Excerpt to read:
-.-.-
Correct use of table tags
I seem to find myself saying this all too often this year, to both new staff and other friends in the wider community so I thought it best to post briefly. I know a lot of others have covered this topic in the past and continue to do so, but it doesn’t always seem to get through to people.
Do not use <table> for layouts
<table> and its related tags are provided in HTML 4.01 to provide a means for which to define tabular data. Their purpose is neither one or layout or display and should not be used to achieve any visualisation of any type. They exist solely to provide a definition for tabular data.
Well yeah..
-.-.-
Saved data entries

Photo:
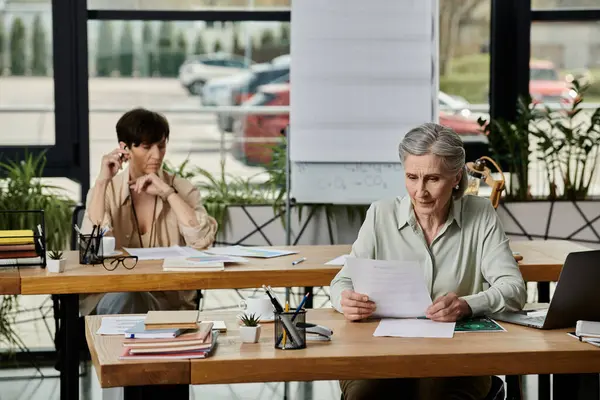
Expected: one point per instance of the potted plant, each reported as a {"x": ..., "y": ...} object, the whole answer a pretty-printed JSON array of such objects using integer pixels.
[
  {"x": 565, "y": 145},
  {"x": 250, "y": 329},
  {"x": 56, "y": 262}
]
-.-.-
Exercises:
**a)** List every phrase in the post about table tags that refers to people other than the writer.
**b)** Pick up the post about table tags after its final sentence and keep writing.
The items are separate material and have no connection to the post about table tags.

Answer list:
**a)** "new staff", "other friends in the wider community", "a lot of others", "people"

**b)**
It was a popular message, here comes CSS and it answers a bunch of questions about how we style content. But somewhere along the way the message seemed to be misinterpreted or lost in some way… and turned into
“don’t use tables, they are evil” – which it seems a large proportion of entry level web developers still believe to be true. So now we find hordes of people looking at css layout techniques for floating cells to replicate the same functionality a table provides…
Stop it.. oh my god
The original message was “Do not use <table> for layouts” and that is still true, don’t set them at 100% width and start putting your menu and content areas inside tables, it is bad form. But this doesn’t mean stop using tables. If you are displaying tabular data then use a table, its why they exist. Tables are not evil, just the way people chose to use them a few years ago was.
Oh, and you can make them sexy using CSS.